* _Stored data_

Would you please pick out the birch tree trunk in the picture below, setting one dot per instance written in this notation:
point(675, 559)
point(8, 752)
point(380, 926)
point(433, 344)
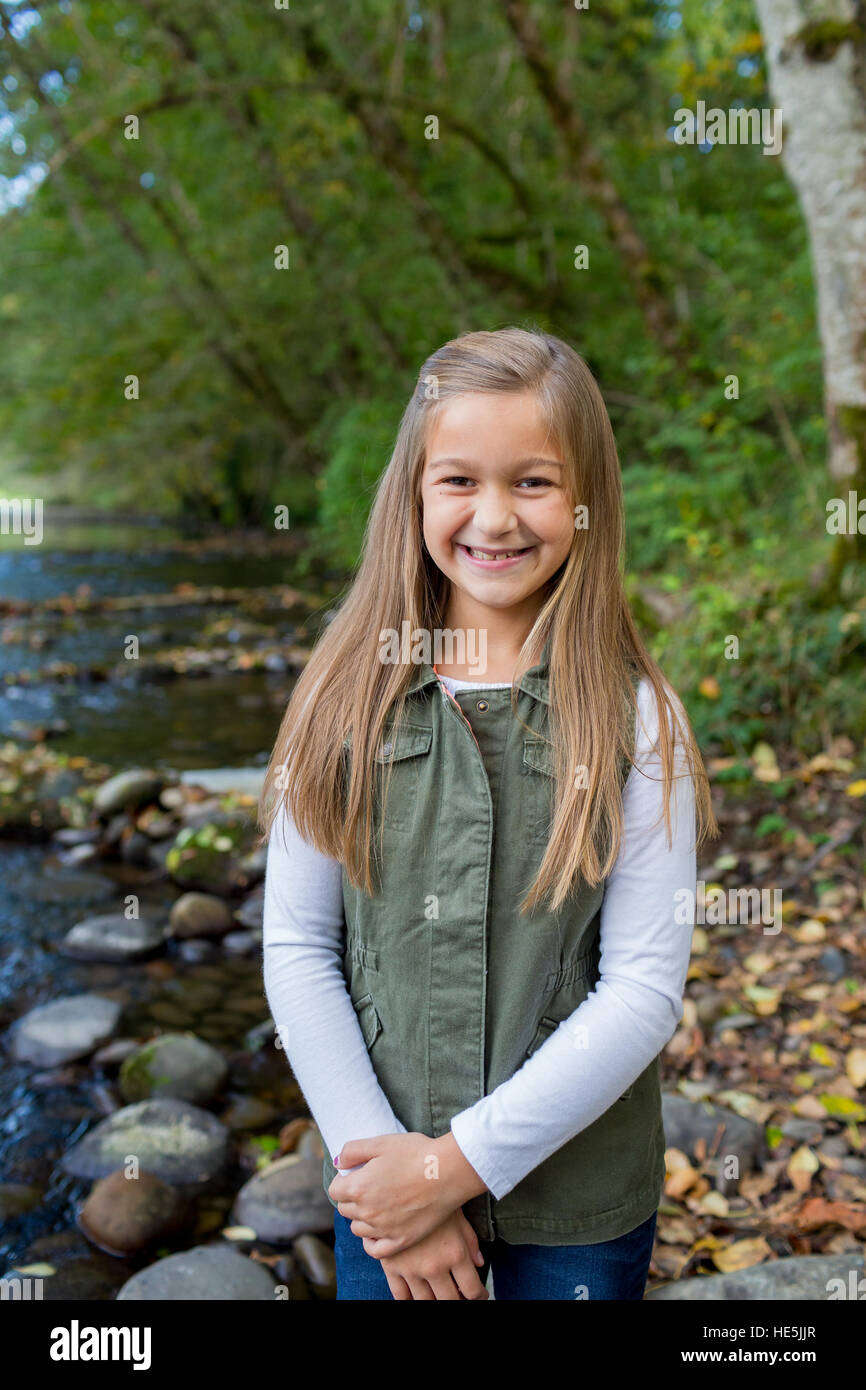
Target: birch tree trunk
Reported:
point(816, 57)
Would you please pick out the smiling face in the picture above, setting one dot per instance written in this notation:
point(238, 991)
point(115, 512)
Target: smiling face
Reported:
point(494, 483)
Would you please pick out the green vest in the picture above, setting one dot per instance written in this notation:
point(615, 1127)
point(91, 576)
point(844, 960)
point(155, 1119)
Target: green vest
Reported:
point(455, 990)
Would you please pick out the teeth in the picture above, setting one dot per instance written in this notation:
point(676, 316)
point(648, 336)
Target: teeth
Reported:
point(492, 555)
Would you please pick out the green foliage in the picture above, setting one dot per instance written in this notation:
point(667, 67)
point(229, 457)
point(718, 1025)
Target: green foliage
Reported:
point(262, 387)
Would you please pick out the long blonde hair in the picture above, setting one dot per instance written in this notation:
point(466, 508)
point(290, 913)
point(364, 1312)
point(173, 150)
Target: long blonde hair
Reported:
point(595, 653)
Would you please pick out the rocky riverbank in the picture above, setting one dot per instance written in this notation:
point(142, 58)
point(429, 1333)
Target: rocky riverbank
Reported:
point(191, 1146)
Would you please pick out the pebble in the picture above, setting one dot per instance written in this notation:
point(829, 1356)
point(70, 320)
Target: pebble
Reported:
point(206, 1272)
point(113, 937)
point(177, 1065)
point(64, 1030)
point(125, 1215)
point(285, 1200)
point(180, 1143)
point(200, 915)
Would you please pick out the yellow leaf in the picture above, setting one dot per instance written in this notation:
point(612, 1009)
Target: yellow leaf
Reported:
point(843, 1107)
point(809, 931)
point(855, 1066)
point(801, 1168)
point(742, 1254)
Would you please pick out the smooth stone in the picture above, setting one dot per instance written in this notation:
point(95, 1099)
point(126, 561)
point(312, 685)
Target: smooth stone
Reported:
point(238, 943)
point(77, 836)
point(284, 1200)
point(17, 1198)
point(113, 937)
point(64, 1029)
point(114, 1052)
point(317, 1264)
point(196, 950)
point(200, 915)
point(135, 849)
point(834, 963)
point(177, 1065)
point(248, 1112)
point(127, 1215)
point(131, 788)
point(205, 1272)
point(687, 1121)
point(177, 1141)
point(791, 1279)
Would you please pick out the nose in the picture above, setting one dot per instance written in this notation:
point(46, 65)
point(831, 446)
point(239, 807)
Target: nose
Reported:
point(495, 514)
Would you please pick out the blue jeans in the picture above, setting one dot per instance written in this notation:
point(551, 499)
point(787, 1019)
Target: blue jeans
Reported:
point(610, 1269)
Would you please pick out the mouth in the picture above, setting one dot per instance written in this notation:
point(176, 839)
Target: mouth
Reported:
point(487, 559)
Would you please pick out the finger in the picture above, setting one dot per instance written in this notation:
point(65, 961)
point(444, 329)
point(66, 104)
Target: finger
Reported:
point(445, 1289)
point(399, 1287)
point(420, 1290)
point(382, 1248)
point(469, 1280)
point(366, 1232)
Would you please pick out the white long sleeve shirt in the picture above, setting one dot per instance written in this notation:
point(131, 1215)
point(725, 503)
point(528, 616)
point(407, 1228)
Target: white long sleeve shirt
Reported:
point(563, 1087)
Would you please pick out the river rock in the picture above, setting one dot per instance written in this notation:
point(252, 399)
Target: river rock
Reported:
point(177, 1065)
point(798, 1278)
point(239, 943)
point(127, 790)
point(284, 1200)
point(205, 1272)
point(319, 1264)
point(64, 1030)
point(113, 937)
point(196, 950)
point(124, 1215)
point(687, 1121)
point(180, 1143)
point(200, 915)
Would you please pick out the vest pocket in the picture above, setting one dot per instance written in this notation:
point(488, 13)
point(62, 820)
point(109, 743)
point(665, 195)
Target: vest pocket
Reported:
point(367, 1018)
point(544, 1032)
point(538, 766)
point(403, 749)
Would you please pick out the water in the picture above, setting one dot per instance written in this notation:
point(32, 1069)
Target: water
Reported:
point(189, 722)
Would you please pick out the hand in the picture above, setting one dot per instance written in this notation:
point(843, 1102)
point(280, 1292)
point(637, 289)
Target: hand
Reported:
point(439, 1266)
point(403, 1190)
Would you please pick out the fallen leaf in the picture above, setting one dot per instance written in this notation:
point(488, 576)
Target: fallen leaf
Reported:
point(742, 1254)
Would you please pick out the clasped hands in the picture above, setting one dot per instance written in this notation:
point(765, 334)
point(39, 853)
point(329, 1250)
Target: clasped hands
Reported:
point(405, 1204)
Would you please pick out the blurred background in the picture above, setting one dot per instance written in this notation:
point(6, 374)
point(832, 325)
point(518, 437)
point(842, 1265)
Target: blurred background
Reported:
point(231, 235)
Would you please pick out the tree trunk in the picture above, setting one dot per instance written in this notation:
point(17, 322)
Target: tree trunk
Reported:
point(816, 56)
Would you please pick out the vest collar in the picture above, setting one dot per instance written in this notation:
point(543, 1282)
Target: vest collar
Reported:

* _Exercise description_
Please repeat the lines above word for word, starting at the line that contains "Would you please pick out the nose" and stopping after the line that contains "point(610, 1269)".

* _Exercise result_
Would you please pick out the nose in the picture above, setting one dot per instance written in this notation:
point(46, 65)
point(831, 446)
point(239, 807)
Target: nose
Reported:
point(495, 514)
Would you please pick out the blue jeans in the picture above, setting one dot per instance written in this notation:
point(551, 499)
point(787, 1019)
Target: blue jeans
Reported:
point(610, 1269)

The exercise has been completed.